>>>>
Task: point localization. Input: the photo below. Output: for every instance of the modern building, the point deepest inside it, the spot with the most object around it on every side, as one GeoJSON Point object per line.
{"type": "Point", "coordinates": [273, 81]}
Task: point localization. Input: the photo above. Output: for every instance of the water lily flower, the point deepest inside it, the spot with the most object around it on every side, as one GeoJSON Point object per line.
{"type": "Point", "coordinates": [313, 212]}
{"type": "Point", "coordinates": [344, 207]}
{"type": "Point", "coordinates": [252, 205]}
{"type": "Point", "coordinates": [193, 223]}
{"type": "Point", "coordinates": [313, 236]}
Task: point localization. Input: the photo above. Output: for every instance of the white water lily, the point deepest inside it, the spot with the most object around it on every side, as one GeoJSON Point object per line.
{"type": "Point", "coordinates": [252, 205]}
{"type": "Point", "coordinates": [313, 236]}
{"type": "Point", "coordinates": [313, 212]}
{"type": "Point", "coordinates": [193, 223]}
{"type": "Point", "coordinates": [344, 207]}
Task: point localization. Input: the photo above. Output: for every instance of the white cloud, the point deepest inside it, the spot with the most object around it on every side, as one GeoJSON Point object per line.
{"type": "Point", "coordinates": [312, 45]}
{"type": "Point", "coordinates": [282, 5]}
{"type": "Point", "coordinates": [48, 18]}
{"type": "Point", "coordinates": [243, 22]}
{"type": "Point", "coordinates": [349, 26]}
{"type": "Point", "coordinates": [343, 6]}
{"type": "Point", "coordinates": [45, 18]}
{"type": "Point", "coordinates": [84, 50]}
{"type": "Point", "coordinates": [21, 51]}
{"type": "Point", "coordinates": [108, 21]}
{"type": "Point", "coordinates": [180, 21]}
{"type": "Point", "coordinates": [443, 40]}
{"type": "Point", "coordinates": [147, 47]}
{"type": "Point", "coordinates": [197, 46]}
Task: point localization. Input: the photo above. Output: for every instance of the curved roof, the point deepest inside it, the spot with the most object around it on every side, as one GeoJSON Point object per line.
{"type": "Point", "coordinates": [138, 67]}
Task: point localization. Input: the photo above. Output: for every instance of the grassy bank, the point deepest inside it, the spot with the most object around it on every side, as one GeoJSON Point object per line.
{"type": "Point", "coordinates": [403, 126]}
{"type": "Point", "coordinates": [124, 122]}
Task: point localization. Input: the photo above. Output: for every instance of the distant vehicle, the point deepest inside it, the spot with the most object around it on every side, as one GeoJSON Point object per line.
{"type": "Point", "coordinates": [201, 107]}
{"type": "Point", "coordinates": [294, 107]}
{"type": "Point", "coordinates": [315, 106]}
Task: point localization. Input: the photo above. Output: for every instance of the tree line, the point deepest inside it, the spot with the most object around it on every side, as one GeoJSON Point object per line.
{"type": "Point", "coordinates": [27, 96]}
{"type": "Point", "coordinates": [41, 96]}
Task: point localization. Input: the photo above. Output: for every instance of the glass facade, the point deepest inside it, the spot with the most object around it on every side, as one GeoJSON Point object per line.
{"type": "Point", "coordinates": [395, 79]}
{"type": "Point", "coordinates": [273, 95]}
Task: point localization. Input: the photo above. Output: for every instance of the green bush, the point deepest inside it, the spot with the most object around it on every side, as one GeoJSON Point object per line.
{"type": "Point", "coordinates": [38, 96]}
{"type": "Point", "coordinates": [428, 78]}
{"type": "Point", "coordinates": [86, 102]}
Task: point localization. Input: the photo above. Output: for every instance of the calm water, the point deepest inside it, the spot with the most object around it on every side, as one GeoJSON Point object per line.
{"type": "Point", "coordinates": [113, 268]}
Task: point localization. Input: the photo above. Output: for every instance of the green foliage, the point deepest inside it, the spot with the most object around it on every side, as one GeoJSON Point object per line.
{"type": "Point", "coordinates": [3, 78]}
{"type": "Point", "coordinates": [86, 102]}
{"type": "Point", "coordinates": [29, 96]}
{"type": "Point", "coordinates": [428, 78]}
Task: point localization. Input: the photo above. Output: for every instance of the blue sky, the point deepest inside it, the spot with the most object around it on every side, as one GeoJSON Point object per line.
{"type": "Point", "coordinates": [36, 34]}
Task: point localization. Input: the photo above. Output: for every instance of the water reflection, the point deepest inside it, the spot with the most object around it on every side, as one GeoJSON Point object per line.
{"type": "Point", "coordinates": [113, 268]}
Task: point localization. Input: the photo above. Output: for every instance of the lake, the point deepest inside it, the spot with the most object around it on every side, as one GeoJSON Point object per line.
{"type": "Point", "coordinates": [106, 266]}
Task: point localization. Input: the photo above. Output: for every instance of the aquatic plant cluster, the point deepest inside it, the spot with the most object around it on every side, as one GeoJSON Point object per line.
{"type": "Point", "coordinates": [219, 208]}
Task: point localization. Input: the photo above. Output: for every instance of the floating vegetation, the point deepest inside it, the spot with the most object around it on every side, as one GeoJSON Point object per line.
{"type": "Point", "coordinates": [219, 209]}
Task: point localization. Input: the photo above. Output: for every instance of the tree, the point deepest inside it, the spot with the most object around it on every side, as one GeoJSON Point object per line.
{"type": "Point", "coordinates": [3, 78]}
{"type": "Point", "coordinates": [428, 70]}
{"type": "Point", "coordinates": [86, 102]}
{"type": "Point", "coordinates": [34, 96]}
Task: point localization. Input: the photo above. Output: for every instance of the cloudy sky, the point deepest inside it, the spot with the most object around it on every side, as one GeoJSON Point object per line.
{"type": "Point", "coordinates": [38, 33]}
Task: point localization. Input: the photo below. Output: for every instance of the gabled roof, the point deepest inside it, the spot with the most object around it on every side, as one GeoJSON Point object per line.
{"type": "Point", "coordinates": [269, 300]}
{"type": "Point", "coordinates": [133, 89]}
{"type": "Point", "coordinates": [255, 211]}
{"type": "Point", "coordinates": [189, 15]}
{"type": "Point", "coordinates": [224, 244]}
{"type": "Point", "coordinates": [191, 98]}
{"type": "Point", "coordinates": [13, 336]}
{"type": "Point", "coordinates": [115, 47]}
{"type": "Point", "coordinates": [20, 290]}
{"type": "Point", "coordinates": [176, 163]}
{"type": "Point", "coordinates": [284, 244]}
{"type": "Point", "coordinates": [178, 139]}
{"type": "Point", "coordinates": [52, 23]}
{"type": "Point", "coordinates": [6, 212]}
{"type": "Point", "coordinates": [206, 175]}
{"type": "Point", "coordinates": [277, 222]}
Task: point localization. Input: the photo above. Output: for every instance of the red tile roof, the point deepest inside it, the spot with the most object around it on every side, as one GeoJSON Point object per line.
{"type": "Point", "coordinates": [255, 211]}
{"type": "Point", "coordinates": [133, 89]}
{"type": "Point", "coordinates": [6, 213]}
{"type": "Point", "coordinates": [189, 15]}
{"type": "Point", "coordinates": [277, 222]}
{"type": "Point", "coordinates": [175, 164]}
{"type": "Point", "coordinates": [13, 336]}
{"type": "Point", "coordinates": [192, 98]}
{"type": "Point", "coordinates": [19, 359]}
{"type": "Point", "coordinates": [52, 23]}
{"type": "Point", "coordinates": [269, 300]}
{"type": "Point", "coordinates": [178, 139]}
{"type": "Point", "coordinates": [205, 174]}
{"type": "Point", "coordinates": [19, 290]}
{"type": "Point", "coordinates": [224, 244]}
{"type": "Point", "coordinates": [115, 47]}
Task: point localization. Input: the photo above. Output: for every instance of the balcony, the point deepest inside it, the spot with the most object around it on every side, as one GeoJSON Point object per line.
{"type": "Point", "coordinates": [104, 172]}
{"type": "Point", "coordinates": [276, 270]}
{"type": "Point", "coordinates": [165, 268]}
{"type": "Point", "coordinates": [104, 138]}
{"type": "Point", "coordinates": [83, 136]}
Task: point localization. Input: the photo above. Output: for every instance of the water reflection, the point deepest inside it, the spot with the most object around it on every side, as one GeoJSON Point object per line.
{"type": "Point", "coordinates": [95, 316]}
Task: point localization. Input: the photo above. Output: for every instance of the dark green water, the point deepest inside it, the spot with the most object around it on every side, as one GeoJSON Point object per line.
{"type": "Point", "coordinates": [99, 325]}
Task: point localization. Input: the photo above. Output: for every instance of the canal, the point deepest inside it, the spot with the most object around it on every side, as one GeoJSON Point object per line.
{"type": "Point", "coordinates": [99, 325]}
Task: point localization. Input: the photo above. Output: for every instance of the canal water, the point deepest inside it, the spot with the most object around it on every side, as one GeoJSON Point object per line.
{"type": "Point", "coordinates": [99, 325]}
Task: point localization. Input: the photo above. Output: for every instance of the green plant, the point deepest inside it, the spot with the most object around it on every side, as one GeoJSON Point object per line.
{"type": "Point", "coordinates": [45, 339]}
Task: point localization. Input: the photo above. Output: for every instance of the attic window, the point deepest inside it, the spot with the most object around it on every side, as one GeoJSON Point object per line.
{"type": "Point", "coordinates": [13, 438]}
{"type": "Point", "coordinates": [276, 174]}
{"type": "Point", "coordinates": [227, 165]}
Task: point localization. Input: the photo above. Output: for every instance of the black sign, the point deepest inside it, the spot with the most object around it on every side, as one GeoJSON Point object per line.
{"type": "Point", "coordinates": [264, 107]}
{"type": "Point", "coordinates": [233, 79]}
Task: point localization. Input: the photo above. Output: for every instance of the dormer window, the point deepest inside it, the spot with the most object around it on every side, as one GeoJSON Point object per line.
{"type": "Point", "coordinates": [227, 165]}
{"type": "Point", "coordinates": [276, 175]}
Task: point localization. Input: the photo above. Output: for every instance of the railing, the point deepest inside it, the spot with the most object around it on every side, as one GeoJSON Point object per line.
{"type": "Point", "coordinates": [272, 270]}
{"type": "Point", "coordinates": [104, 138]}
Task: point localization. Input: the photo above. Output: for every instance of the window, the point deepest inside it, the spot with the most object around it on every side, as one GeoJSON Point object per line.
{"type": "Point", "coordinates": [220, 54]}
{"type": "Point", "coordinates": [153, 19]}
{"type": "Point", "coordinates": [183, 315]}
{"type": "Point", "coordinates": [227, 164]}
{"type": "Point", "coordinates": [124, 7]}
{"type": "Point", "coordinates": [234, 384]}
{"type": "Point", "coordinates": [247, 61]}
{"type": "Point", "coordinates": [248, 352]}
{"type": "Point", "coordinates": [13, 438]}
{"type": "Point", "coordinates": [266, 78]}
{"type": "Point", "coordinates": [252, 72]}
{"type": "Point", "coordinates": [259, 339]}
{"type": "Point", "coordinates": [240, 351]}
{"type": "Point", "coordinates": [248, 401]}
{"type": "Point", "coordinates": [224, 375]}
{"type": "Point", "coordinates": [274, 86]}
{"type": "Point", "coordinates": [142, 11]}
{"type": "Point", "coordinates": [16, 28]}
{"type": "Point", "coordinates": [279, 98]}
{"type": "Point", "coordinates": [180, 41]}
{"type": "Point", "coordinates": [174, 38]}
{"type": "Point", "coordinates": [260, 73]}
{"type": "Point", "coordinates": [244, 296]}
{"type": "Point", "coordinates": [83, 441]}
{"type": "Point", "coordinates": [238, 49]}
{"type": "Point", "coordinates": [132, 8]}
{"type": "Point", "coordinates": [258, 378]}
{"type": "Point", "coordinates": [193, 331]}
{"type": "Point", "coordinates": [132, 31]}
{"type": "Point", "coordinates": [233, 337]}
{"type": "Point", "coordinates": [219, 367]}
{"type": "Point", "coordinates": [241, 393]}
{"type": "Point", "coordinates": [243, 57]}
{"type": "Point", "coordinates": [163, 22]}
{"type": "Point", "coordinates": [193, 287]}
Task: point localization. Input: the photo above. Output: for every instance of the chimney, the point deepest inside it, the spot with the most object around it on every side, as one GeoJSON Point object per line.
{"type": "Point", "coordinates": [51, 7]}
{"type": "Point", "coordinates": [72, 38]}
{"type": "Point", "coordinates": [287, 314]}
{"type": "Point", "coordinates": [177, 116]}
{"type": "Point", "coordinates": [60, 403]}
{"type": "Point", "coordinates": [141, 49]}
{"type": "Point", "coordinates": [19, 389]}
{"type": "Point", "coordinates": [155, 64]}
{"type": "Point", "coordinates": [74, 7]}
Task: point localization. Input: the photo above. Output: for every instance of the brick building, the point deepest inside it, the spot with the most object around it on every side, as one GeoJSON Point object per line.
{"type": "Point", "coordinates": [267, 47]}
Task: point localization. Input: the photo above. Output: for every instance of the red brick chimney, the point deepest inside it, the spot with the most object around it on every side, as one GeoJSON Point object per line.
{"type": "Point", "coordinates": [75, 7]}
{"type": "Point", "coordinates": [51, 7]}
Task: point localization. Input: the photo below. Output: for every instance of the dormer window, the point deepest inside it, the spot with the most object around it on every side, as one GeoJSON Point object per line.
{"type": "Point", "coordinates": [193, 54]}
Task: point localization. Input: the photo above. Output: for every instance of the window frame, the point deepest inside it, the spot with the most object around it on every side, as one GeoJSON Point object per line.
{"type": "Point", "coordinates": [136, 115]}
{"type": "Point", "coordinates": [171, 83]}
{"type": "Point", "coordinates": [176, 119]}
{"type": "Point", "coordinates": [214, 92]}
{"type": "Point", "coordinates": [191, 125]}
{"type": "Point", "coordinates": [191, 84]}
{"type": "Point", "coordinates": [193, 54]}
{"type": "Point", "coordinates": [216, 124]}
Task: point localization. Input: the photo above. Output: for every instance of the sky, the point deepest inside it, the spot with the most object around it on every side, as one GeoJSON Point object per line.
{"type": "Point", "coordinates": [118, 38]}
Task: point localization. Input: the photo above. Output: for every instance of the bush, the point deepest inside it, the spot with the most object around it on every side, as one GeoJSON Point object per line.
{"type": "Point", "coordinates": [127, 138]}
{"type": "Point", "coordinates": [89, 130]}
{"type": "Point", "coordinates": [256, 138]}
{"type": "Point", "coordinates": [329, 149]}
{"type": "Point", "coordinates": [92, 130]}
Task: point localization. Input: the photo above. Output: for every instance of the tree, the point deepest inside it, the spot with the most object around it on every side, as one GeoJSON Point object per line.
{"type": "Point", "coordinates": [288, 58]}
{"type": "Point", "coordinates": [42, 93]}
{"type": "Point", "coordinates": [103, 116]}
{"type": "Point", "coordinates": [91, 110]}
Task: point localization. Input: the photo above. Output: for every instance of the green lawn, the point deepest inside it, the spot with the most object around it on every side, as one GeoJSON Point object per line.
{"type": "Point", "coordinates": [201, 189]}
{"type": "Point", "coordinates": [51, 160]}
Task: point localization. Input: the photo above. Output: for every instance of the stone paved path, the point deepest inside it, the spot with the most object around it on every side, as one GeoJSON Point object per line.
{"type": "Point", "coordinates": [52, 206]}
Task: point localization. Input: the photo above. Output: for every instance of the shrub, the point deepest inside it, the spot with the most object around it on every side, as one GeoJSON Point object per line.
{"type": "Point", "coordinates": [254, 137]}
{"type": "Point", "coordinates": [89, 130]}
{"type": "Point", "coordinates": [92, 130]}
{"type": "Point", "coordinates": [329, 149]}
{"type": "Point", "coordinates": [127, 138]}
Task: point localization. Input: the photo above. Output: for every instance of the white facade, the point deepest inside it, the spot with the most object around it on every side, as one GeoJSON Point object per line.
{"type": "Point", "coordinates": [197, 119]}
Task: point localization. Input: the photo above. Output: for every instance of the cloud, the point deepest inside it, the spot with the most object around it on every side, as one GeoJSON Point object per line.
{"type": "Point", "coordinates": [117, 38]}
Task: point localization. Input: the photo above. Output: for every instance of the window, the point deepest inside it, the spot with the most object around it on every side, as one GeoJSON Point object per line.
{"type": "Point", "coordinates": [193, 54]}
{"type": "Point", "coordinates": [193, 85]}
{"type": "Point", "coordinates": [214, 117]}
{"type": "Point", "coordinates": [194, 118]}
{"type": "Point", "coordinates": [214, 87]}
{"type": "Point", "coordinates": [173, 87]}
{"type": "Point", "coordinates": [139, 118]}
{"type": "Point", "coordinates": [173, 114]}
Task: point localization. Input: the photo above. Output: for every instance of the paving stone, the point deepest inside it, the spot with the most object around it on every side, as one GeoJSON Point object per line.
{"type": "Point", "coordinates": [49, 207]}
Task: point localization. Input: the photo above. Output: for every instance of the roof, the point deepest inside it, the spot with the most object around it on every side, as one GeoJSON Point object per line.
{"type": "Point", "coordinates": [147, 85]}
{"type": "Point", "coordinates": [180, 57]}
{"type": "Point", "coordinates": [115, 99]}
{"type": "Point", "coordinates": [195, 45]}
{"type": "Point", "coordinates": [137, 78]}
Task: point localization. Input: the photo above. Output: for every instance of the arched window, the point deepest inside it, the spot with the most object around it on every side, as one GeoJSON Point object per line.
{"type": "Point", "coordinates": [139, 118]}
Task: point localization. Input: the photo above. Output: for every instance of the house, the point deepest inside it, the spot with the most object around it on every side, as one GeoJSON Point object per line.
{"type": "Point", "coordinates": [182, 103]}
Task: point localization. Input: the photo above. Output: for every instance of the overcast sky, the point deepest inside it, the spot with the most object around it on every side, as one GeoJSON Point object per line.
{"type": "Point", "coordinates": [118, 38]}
<<<<
## EXERCISE TASK
Write out everything from the line containing "of the overcast" down to the end of the listing, keeping each line the same as it appears.

## PROBLEM SOLUTION
Task: point localization. Input: the photo above. Output: for every instance of the overcast sky, the point deepest inside it, the spot with the most object around it on every side, as one GeoJSON Point object per line.
{"type": "Point", "coordinates": [118, 38]}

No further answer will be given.